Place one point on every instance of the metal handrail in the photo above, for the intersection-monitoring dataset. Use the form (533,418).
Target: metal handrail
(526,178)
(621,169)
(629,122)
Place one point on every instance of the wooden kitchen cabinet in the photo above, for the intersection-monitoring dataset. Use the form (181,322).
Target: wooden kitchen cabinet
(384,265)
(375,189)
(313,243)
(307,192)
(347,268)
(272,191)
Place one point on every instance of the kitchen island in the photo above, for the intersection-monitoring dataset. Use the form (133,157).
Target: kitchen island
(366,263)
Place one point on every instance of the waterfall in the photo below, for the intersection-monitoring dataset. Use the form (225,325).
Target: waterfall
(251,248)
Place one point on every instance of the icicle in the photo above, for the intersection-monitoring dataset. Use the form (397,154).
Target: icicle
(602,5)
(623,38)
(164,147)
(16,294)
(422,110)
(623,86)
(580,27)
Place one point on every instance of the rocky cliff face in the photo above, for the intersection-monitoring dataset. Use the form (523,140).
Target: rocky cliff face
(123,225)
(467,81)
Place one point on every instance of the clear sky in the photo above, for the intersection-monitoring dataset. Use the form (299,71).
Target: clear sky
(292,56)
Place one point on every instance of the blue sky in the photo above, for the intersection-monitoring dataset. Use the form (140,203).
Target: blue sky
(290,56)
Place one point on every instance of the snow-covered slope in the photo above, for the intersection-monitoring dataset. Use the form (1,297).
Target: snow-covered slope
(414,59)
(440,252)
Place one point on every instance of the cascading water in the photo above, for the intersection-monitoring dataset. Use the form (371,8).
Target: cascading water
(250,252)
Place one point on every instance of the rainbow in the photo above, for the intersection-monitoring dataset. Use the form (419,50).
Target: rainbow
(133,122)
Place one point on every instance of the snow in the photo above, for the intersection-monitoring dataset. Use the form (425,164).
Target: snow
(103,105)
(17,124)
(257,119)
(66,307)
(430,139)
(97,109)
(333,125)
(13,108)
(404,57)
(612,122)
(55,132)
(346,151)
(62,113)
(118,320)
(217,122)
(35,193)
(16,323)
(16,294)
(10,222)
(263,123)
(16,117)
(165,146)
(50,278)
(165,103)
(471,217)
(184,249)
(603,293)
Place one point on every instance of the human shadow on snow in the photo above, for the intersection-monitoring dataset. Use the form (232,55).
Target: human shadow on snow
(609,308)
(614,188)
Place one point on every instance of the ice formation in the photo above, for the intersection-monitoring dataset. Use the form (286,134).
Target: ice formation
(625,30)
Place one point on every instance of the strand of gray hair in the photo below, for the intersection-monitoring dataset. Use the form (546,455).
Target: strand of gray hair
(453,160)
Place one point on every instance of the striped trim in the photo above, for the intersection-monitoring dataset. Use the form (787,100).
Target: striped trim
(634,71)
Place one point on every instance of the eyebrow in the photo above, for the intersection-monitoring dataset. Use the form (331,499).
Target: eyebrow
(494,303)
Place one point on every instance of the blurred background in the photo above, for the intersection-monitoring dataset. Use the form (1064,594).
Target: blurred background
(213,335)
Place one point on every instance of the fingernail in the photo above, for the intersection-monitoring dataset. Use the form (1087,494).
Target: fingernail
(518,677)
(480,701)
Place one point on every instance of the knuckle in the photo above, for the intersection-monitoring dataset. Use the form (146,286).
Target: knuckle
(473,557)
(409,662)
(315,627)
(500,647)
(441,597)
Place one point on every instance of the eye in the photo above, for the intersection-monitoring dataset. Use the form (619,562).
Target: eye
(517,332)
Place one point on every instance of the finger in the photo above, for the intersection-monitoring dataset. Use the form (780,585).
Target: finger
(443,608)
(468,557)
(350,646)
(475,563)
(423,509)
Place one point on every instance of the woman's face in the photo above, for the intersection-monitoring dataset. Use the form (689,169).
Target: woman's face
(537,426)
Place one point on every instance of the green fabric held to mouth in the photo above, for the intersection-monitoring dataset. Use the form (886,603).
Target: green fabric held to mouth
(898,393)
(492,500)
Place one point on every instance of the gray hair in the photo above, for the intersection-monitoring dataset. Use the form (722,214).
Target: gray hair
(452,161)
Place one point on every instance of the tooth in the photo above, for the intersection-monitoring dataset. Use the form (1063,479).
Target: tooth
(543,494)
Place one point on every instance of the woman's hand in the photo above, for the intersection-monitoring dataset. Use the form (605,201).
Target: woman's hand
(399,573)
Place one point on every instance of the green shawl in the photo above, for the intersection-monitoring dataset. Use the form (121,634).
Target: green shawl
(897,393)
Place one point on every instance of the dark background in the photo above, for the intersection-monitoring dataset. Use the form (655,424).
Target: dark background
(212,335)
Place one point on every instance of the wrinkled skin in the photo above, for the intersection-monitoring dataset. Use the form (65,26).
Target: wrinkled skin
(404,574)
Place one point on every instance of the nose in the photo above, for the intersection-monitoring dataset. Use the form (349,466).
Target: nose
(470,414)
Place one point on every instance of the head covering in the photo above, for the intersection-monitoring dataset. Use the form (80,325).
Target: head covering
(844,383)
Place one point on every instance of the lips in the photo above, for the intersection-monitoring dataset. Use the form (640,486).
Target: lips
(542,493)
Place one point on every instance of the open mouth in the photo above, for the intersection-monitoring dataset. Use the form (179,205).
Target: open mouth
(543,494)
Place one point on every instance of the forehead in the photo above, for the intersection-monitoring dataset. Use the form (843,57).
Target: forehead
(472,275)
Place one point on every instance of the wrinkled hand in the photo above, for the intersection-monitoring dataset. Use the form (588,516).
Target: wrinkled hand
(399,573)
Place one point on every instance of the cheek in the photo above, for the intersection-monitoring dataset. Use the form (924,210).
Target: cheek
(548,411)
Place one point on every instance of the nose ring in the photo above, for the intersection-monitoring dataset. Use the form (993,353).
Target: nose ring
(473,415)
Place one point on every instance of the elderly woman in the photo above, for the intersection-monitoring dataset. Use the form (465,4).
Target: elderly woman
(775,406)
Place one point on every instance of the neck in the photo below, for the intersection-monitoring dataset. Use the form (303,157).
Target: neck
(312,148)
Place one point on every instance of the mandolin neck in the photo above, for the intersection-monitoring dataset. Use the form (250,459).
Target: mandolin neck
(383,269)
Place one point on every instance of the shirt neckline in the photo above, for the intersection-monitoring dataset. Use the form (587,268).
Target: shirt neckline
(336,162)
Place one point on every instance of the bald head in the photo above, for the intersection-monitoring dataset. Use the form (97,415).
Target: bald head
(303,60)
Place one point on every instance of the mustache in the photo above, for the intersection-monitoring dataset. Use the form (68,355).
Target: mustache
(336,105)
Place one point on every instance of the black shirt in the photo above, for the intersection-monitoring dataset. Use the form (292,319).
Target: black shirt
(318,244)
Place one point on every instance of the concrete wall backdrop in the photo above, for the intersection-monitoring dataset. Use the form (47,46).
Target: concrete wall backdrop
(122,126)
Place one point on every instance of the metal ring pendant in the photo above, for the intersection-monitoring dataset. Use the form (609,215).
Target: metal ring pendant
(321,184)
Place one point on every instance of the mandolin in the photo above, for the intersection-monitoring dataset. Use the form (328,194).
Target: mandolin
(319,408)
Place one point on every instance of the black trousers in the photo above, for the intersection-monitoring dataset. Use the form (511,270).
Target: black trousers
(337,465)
···
**What to produce**
Type out the material again exactly as presented.

**Written solution**
Place one point on every instance of the metal handrail in the photo above, for the intersection-monitoring dataset. Use the form (533,418).
Target: metal handrail
(526,178)
(621,169)
(629,122)
Place one point on every instance of the wooden kitchen cabinet in the photo above, for the intersection-monitoring dataset. Use the form (181,322).
Target: wooden kitchen cabinet
(384,265)
(375,189)
(313,243)
(307,192)
(347,268)
(272,191)
Place one point on every instance of the kitchen island in the photo above, for the intersection-monitoring dataset. Use the form (133,157).
Target: kitchen island
(366,263)
Place one point on every instance of the waterfall in the photo below, for the intersection-monitoring dataset. Use the form (225,325).
Target: waterfall
(251,248)
Place one point on every instance of the icicle in the photo above, for the intersection-monitoring dataset. Use the form (397,154).
Target: icicle
(602,5)
(623,38)
(164,147)
(16,294)
(422,110)
(623,86)
(580,27)
Place one point on every instance of the rocky cliff face in the photo above, for the intersection-monitoring dataset. Use the form (523,140).
Target: rocky cliff face
(123,225)
(467,81)
Place one point on every instance of the clear sky in the photo above, for the intersection-monitoring dataset. Use the form (299,71).
Target: clear sky
(292,56)
Place one point on every instance of the blue sky in the photo above, for the intersection-monitoring dataset. Use the form (140,203).
Target: blue sky
(290,56)
Place one point on every instance of the snow-covered slope in the photo above, for the intersection-monitoring dataset. Use the form (1,297).
Target: snow-covered slope
(414,59)
(440,252)
Place one point on every instance of the cascading water in the photo above, for the intersection-monitoring dataset. Use the form (371,8).
Target: cascading water
(250,252)
Place one point on every instance of the rainbow in the photo above, for the intersection-monitoring dataset. Use the form (419,50).
Target: rainbow
(133,122)
Place one point on every instance of the snow in the photo above, for the intersection-monitoring dataset. Use the form (425,164).
Target: snow
(103,105)
(17,124)
(257,119)
(66,307)
(430,139)
(97,109)
(333,125)
(13,108)
(404,57)
(612,122)
(55,132)
(346,151)
(62,113)
(118,320)
(217,122)
(35,193)
(16,323)
(16,294)
(10,222)
(263,123)
(16,117)
(165,146)
(50,278)
(165,103)
(471,217)
(184,249)
(603,293)
Place one point on every instance of the human shadow on snow in the photo above, for the intersection-monitoring dataset. Use the form (232,55).
Target: human shadow on snow
(609,308)
(614,188)
Place one point on every instance of the ice formation in the photo above, for the intersection-monitoring dataset. Use the form (286,134).
Target: ice formation
(625,30)
Place one point on every instance of the strand of gray hair in the photo below, for the intersection-monitoring dataset. Use the form (546,455).
Target: strand of gray hair
(453,160)
Place one point on every instance of the striped trim in the photo above, for the intersection-monitoring dataset. Use the form (787,100).
Target: striped trim
(634,71)
Place one point on every instance of the eyebrow in the photo above, for the intersection-monitoring dataset. Use the form (331,499).
Target: eyebrow
(494,303)
Place one point on every instance of the blurred background in the photo above, for the intersection-monitoring dataset. Use the form (1064,594).
Target: blurred background
(213,335)
Place one point on every instance of the fingernail in the photo above, for the intersection-monitoring dataset. Use the form (1087,494).
Target: fingernail
(518,677)
(480,701)
Place one point on every instance of the knuckle in the photo above, for the intersection-monitoring dataset. Use the form (146,286).
Target: knuckle
(473,557)
(409,662)
(315,627)
(500,647)
(441,597)
Place one point on every instance of the eye in the photo above, for the intersection-monitoring dataset. Use the form (619,562).
Target: eye
(517,332)
Place one point on every instance of the finger in the photo above, for the intersection-monitoring dataset. Use the form (780,585).
Target: finger
(443,608)
(468,557)
(350,646)
(475,563)
(423,509)
Place one point on every instance of the woman's face in the photo above, for the intersection-monitoring dataset. Use the form (689,169).
Target: woman's face
(537,426)
Place one point on every instance of the green fabric held to mouth in the photo above, for the intersection-monitoring dataset. Use the form (886,603).
Target: green fabric held to mouth
(898,393)
(492,500)
Place one point on every instance of the gray hair in the photo above, for the intersection-monitoring dataset. Use the form (722,214).
Target: gray hair
(452,161)
Place one point on every instance of the tooth in the photo above, for the intersection-monitoring dataset. Use the form (1063,479).
Target: tooth
(543,494)
Place one point on every instance of the woman's hand in the photo above, for the intersection-monitoring dataset. Use the form (605,201).
Target: woman's hand
(399,573)
Place one point on every instance of the green shawl in the photo above, for the intersection-monitoring dataset. Use the form (121,634).
Target: green shawl
(897,393)
Place one point on every instance of the dark background in the photo above, for the intersection-monitoring dataset. Use the form (655,424).
Target: dark background
(212,335)
Place one point on every instance of the wrinkled skin in the photo above, for the intersection-monitoring dataset. Use the form (65,26).
Target: wrinkled skin
(404,574)
Place one point on every instance of the nose in the photo above, for the intersection-monitoring dataset. Use the form (349,466).
Target: nose
(470,414)
Place one point on every instance of the head covering in the photo above, for the intersection-monitoring dataset. Use the form (80,325).
Target: head covering
(844,383)
Place one point on every instance of the lips in the photo above, for the intersection-monitoring dataset. Use the form (640,486).
Target: lips
(542,493)
Place one point on every instance of the open mouth in the photo above, for the intersection-monitoring dataset. Use the form (179,205).
Target: open mouth
(543,494)
Place one point on every instance of the forehead in the photo above, for the intersection-monitoring dataset. Use the form (843,57).
Target: forehead
(472,275)
Place one point on every instance of the wrinkled hand in the photo above, for the intersection-monitoring dataset. Use the form (588,516).
Target: wrinkled hand
(399,573)
Place one point on every instance of the cheek in the photo above, for the intersection-monitoring dataset. Use the form (924,210).
Target: cheek
(548,411)
Place one point on every instance of the nose ring in the photo above, for the intersection-monitoring dataset. Use the form (993,353).
Target: nose ring
(473,415)
Place one point on every instance of the elderly woman in the photo above, for the intersection-monitoring dataset. Use the form (465,4).
Target: elderly woman
(775,406)
Place one point on every instance of the neck in the photo below, for the intersection-monitoring dataset. Use the form (303,157).
Target: neck
(312,148)
Place one point on every instance of the mandolin neck in the photo above, for the intersection-monitoring dataset. Use the form (250,459).
Target: mandolin neck
(383,269)
Place one point on every instance of the shirt neckline in the photo above, for the intersection-monitoring dataset. Use the form (587,268).
Target: shirt neckline
(336,162)
Place one point on every instance of the bald head in the photo above, for the intersection-monitoring dataset. Use the form (97,415).
Target: bald head
(303,60)
Place one point on every instance of the mustache in the photo above, for the intersection-monitoring dataset. Use the form (68,355).
Target: mustache
(336,105)
Place one point on every instance of the black shirt in the photo above, for the intersection-monitoring dataset. Use the form (292,319).
Target: black shirt
(318,244)
Place one point on every instance of the concrete wall backdrop in the photo above, for the intersection-monitoring dataset. Use the form (47,46).
Target: concrete wall backdrop
(122,126)
Place one point on every instance of the metal ring pendant in the photo above, for the intersection-monitoring dataset. Use the form (609,215).
Target: metal ring pendant
(321,184)
Place one point on every instance of the mandolin in the photo above, for the intersection-monitoring dataset. Use the form (328,194).
Target: mandolin
(319,408)
Place one point on every instance of the black trousers in the photo above, for the intersection-monitoring dataset. Use the form (511,270).
Target: black trousers
(337,465)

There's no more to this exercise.